'''

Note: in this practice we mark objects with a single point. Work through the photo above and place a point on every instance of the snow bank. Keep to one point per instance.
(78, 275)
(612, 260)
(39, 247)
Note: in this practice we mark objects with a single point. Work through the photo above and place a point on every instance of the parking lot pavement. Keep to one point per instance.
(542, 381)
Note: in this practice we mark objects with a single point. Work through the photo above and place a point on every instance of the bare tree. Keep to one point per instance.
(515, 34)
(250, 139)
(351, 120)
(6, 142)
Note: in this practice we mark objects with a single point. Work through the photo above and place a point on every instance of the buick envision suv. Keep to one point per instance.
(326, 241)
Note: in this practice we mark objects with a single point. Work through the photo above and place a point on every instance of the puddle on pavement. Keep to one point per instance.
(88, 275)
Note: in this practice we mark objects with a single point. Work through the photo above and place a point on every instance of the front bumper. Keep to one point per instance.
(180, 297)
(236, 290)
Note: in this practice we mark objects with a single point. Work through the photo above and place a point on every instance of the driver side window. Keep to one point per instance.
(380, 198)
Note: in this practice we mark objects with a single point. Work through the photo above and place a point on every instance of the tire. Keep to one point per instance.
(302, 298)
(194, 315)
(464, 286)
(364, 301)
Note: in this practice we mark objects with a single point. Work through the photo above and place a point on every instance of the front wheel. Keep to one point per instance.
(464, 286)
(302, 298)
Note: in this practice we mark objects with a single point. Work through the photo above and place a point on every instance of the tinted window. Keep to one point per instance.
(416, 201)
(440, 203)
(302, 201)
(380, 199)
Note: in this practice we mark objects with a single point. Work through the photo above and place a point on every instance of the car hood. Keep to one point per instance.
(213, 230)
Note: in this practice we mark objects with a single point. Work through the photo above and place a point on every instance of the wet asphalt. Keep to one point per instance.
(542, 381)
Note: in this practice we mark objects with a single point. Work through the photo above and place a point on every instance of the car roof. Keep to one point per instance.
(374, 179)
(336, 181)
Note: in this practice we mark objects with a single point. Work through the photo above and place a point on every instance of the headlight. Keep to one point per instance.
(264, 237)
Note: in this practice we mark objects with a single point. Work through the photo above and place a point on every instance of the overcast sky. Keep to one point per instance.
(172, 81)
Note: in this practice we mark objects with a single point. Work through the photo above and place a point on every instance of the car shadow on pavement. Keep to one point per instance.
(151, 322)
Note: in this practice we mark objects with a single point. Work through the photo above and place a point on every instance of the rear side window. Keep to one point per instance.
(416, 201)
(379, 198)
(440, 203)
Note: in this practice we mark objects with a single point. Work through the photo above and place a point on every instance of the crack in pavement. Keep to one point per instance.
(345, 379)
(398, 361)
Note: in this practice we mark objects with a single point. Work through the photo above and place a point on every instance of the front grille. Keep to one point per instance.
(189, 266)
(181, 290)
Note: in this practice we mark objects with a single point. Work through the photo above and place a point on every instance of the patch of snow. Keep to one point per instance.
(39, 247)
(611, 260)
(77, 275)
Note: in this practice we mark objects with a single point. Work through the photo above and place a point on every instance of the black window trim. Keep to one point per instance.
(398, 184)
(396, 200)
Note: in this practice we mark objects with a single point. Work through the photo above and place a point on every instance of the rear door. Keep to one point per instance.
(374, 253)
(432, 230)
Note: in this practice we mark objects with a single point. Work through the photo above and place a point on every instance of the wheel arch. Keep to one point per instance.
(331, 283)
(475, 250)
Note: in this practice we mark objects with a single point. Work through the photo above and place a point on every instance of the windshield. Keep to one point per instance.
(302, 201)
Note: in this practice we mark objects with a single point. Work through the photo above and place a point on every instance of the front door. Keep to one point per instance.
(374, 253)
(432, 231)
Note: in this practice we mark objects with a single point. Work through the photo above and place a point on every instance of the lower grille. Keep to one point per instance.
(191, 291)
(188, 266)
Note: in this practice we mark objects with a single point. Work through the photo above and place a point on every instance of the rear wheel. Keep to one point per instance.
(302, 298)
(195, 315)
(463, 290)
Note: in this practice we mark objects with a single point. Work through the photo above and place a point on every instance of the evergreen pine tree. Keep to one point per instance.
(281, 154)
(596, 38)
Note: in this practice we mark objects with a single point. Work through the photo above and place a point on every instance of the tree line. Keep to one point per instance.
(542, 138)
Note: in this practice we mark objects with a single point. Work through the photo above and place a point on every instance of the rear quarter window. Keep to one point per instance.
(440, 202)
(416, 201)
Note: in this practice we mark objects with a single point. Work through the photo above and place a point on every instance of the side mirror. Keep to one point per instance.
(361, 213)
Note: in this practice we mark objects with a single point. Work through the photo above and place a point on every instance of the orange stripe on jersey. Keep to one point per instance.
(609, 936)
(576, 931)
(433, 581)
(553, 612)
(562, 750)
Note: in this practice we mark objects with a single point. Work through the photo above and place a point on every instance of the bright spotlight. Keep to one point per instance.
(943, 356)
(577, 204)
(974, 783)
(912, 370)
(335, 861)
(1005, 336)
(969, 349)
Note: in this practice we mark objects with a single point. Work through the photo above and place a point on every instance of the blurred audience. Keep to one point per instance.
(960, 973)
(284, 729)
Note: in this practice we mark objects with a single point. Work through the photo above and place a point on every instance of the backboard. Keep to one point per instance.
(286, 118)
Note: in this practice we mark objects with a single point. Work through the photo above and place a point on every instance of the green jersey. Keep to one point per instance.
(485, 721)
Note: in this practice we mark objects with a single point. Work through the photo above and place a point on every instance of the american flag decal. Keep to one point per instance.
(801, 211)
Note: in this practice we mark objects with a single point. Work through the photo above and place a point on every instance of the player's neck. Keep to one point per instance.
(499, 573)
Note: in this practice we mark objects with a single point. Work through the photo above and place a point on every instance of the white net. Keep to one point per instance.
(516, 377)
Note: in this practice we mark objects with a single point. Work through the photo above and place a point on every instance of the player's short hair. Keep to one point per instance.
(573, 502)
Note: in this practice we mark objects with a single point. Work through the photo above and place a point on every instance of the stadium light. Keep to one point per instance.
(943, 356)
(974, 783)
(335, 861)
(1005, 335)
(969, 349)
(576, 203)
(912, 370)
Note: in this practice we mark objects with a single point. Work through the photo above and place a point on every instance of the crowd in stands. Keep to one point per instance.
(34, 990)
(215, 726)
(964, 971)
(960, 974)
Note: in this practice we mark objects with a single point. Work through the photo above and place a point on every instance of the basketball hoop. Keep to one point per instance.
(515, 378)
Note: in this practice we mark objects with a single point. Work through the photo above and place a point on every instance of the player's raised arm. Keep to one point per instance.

'''

» Work order
Retype every record without alteration.

» Written solution
Note: in this practice we mark objects with a single point. Work through the photo above and place a point on every instance of the snow bank. Keep to one point per instance.
(78, 275)
(612, 260)
(39, 247)
Note: in this practice we mark objects with a single point. Work through the photo above and place a point on every instance of the parking lot pavement. Keep to one point per instance.
(542, 381)
Note: in this practice we mark objects with a single point. Work through the photo above and place a point on every instance of the bare tree. Keep to one point per instance.
(515, 34)
(250, 139)
(351, 120)
(6, 142)
Note: in this practice we mark objects with a single point. Work through the photo above and place a point on every instance of the buick envision suv. Keep to one point per instance.
(326, 241)
Note: in this practice we mark objects with a single point. Work through the photo above and place a point on every instance of the puddle on pavement. Keep to one point per instance.
(88, 275)
Note: in this practice we mark objects with a single point. Work through the photo above and place a point on every instance of the front bumper. Keep to one point per instance.
(180, 297)
(236, 290)
Note: in this practice we mark objects with a single point. Work through the photo above and place a point on every instance of the driver side window. Keep to one point per instance.
(380, 198)
Note: in this practice we mark objects with a single point. Work through the photo above and place a point on every instance of the tire. Keep to one point per instance.
(302, 298)
(194, 315)
(464, 286)
(364, 301)
Note: in this practice we mark objects with a single point. Work through the photo above and place a point on every instance of the front wheel. Keep to one point per instance.
(464, 286)
(302, 298)
Note: in this practice we mark objects with a single point. Work through the photo above and place a point on every instance of the tinted window. Keep to one point per instance.
(416, 201)
(440, 203)
(302, 201)
(380, 199)
Note: in this practice we mark objects with a single point. Work through the photo above and place a point on every instance of the car hood. Keep to one point per instance.
(213, 230)
Note: in this practice we mark objects with a single point. Work through the photo above and place a point on every instance of the wet asphalt. Keep to one point per instance.
(542, 381)
Note: in this practice we mark objects with a single point. Work through the photo above and place a point on every instance of the car roof. Keep to one point per instance.
(374, 179)
(336, 181)
Note: in this practice we mark objects with a single point. Work through the photo above and place a point on every instance of the headlight. Keep to one point per instance.
(264, 237)
Note: in this practice we mark objects with a single point. Work through the photo above and place a point on every instance of the overcast sky. Keep to one point per instance.
(172, 81)
Note: in this practice we mark objects with a single point. Work through the photo above and place a point on every instance of the car shadow on pavement. Keep to one point per instance.
(151, 322)
Note: in this practice we mark objects with a single point. Work through the photo above and place a point on every instance of the rear side window. Keep to one point per instance.
(416, 201)
(379, 198)
(440, 203)
Note: in this practice we mark objects with a single point. Work through the photo above and place a point on every instance of the crack in pavement. Keep to one point per instance.
(345, 379)
(398, 361)
Note: in this practice we mark objects with a single point. Work through the photo above and place a point on every instance of the front grille. Keep to one point per instance.
(189, 266)
(181, 290)
Note: in this practice we mark objects with a single point. Work through the photo above and place a point on every instance of the patch of snow. Keep to one point per instance.
(39, 247)
(611, 260)
(77, 275)
Note: in this practice we mark objects with a single point. Work through the photo above and place a point on every instance of the black window trim. Keep to one point per instance.
(398, 184)
(396, 200)
Note: in this practice we mark objects with a single point. Work through the photo above and place a point on every instance of the rear door. Keep to one point per instance.
(374, 253)
(432, 230)
Note: in this practice we mark objects with a single point. Work through the photo above and place a point on every instance of the wheel arch. Keep to one point per instance.
(331, 283)
(475, 250)
Note: in this practice we mark objects with a single point. Work through the photo above and place a point on every instance of the windshield. Keep to one point per instance.
(302, 201)
Note: in this practice we mark objects with a single point. Work through the photo above and place a point on every instance of the front door. Keep to one point per instance.
(374, 253)
(432, 231)
Note: in this practice we mark objects with a single point. Work through the photo above and place a point on every instance of the lower grille. Keep to one point per instance.
(191, 291)
(188, 266)
Note: in this practice we mark objects with a single point. Work through the photo above and place a point on every instance of the rear wheel. Keep to one point per instance.
(302, 298)
(195, 315)
(463, 290)
Note: in this practice we mark objects with a single point. Work through the photo above and place a point on every instance of the evergreen pine tree. Keep to one point per instance.
(281, 154)
(596, 38)
Note: in this practice we mark objects with a single point. Work through the photo above and place a point on every instance of the tree line. Keep to one point per instance.
(542, 138)
Note: in this practice we mark objects with a single point. Work through the photo above and place a point on every instance of the rear quarter window. Keep to one point per instance.
(440, 202)
(416, 201)
Note: in this practice we mark objects with a single point. Work through the photo above and place a point on every instance of the side mirror. Keep to one point per instance.
(361, 213)
Note: in this practice we mark objects with a single point. Work through the photo above and place a point on every instance of the orange stripe on jersey. Keep to one point per instance.
(609, 936)
(576, 931)
(433, 581)
(553, 612)
(562, 750)
Note: in this practice we mark objects with a single point. Work through the photo above and place a point on every instance of the bright spotlight. Keep to one point per instance.
(943, 356)
(577, 204)
(974, 783)
(912, 370)
(335, 861)
(1005, 336)
(969, 349)
Note: in this practice we mark objects with a single point. Work through the photo above and place a point on every instance of the blurred audience. Keep to one point per instance.
(960, 973)
(284, 729)
Note: in this practice we mark objects with a single point. Work through the photo above and place a point on every instance of the backboard. Keep to one point per instance.
(286, 118)
Note: in this practice we mark objects with a single point. Work through the photo above and place a point on every instance of the green jersey. Keep to one point per instance.
(485, 721)
Note: in this practice we mark objects with a single point. Work through the photo above and place a point on every instance of the american flag decal. Keep to one point per instance.
(801, 211)
Note: in this practice we mark objects with a single point. Work through the photo above and place a point on every instance of the player's neck. Keep to one point per instance.
(499, 573)
Note: in this practice we mark objects with a single point. Work through the photo above and place a point on every instance of the white net. Keep to one point per instance.
(516, 377)
Note: in this practice we mark objects with a single point. Work through the photo above and place a point on every instance of the player's short hair. Keep to one point per instance.
(573, 502)
Note: in this practice we mark objects with a single point. Work through the photo above and place a point on every instance of the stadium light. Keep to one point per instance.
(943, 356)
(974, 783)
(335, 861)
(1005, 335)
(969, 349)
(576, 203)
(912, 370)
Note: in this practice we mark objects with a single point. Work through the photo above and place a point on every instance of the crowd in stands. Keep to one point per instance.
(34, 990)
(215, 726)
(964, 971)
(960, 974)
Note: in this practice we mark objects with a single point. Work through the photo above and place a point on every instance of the basketball hoop. Keep to one point per instance.
(515, 378)
Note: in this practice we mark objects with a single point. Work through the photo above and place a point on every instance of the player's raised arm. Keep to one point per instance.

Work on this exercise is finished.